▶ [Task statement]
Gather every line of the entries below that contains the word "balcony", copying each one in full.

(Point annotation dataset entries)
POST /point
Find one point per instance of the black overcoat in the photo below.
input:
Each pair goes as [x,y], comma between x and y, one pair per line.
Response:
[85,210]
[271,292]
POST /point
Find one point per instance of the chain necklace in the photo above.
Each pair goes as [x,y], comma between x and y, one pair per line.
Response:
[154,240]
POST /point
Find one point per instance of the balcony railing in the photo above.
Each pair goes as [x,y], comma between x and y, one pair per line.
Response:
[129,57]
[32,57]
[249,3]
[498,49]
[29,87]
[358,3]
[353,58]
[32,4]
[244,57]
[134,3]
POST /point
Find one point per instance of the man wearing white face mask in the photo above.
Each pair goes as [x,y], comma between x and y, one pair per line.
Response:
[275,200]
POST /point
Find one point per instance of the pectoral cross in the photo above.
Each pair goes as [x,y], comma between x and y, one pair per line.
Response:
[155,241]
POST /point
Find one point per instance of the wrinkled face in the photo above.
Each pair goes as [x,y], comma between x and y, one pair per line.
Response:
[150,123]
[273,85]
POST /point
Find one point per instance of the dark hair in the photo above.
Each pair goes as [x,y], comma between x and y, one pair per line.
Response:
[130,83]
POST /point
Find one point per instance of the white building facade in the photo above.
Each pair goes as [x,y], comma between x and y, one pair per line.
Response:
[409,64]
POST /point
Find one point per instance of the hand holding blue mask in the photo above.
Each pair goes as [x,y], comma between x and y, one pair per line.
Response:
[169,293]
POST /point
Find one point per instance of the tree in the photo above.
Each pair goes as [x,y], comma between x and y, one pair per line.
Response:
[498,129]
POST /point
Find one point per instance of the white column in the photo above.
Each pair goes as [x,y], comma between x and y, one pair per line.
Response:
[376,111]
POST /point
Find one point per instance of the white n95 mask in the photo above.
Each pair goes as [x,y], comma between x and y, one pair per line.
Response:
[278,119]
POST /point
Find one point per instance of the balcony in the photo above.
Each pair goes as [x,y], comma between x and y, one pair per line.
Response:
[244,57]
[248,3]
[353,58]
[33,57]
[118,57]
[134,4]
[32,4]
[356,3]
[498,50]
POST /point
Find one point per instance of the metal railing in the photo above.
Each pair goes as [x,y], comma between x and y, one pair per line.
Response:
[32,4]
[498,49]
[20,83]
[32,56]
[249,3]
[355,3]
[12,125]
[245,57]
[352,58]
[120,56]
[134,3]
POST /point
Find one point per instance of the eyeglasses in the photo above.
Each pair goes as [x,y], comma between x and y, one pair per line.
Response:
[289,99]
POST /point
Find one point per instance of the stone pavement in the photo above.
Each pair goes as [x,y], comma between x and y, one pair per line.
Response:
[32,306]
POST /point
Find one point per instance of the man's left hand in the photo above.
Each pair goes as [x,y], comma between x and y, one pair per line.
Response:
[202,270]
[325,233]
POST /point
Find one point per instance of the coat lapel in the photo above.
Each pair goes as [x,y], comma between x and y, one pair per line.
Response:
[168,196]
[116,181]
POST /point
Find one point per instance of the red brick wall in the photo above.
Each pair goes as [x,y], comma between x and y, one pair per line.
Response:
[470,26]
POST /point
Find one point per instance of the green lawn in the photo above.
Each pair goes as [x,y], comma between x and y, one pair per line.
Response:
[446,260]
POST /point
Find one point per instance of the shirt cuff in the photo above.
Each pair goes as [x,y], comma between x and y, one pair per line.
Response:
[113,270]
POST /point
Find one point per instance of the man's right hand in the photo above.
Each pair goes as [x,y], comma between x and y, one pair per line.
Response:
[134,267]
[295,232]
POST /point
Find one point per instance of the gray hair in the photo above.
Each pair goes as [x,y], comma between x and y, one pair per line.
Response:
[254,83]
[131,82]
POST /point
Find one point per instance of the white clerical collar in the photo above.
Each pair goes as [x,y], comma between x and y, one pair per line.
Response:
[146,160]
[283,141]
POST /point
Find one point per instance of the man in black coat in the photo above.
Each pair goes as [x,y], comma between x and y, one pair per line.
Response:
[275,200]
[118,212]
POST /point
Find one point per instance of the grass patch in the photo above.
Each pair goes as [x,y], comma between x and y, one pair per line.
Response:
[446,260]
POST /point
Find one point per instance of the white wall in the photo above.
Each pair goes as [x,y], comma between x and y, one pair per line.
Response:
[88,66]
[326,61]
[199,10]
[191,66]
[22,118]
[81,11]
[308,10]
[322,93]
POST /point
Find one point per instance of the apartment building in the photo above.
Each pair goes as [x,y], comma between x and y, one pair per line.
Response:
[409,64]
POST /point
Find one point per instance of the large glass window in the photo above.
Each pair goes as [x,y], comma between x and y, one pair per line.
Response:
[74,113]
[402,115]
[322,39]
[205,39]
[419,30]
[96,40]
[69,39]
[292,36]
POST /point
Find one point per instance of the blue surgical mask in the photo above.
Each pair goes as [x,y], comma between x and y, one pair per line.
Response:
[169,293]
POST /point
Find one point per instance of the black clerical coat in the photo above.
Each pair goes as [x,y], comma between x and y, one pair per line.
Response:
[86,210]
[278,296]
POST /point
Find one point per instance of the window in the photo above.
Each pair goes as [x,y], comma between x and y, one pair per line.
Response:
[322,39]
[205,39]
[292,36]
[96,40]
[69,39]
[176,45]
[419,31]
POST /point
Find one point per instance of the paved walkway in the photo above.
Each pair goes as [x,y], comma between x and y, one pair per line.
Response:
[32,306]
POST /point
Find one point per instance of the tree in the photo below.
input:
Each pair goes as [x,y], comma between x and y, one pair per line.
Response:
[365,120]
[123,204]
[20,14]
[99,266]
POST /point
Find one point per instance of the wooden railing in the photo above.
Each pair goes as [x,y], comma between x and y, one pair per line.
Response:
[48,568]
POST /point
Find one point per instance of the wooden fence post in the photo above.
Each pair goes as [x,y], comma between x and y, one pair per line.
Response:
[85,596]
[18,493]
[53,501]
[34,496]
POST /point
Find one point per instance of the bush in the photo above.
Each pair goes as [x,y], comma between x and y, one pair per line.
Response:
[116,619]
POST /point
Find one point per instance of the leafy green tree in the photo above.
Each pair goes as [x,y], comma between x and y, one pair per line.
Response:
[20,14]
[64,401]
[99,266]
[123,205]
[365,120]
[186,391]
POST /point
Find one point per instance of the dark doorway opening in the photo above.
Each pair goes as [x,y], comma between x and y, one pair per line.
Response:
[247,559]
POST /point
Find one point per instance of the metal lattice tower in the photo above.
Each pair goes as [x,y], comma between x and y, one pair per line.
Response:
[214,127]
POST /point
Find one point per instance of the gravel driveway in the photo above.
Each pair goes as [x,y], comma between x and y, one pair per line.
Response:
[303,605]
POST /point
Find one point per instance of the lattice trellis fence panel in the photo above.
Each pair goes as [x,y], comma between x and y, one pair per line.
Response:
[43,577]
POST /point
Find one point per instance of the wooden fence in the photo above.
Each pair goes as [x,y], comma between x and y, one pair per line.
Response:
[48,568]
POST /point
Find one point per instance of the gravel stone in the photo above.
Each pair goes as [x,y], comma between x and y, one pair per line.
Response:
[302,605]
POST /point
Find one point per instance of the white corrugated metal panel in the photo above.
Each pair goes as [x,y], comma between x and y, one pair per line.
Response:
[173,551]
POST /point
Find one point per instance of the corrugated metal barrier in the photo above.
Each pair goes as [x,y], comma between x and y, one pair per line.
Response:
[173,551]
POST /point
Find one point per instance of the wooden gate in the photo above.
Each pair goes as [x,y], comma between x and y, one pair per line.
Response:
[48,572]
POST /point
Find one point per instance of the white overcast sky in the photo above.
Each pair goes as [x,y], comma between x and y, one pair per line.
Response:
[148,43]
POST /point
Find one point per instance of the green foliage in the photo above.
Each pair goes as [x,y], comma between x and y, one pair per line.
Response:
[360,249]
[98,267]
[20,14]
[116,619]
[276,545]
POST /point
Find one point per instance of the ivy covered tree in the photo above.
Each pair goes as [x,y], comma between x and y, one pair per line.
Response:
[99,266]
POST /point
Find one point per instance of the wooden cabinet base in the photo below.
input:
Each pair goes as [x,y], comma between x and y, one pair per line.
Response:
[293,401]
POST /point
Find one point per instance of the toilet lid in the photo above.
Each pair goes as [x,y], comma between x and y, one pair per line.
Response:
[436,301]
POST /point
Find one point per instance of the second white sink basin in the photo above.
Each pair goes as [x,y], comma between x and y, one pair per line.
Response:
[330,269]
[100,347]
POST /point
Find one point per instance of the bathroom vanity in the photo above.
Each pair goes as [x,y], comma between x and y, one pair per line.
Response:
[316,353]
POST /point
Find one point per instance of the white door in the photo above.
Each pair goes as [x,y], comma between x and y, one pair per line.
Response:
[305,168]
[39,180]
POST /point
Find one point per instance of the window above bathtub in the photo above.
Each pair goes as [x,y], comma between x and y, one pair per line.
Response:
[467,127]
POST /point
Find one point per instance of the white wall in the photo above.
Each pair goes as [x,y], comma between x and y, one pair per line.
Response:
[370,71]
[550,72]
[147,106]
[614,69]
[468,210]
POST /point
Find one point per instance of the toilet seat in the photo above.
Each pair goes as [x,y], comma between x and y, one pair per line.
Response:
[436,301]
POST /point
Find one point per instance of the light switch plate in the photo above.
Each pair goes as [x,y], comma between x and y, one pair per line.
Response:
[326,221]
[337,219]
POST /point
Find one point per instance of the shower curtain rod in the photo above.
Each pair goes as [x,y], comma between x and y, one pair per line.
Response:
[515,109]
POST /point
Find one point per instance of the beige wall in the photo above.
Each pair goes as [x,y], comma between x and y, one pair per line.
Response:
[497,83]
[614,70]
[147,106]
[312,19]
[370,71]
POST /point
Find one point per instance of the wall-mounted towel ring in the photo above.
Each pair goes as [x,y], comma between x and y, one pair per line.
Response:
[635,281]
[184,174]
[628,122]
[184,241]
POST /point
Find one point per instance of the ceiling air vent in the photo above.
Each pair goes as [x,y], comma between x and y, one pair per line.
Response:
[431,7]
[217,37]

▶ [Solution to this problem]
Find one point per instance of the balcony railing in the photo above.
Find one point per instance of the balcony in the photo above.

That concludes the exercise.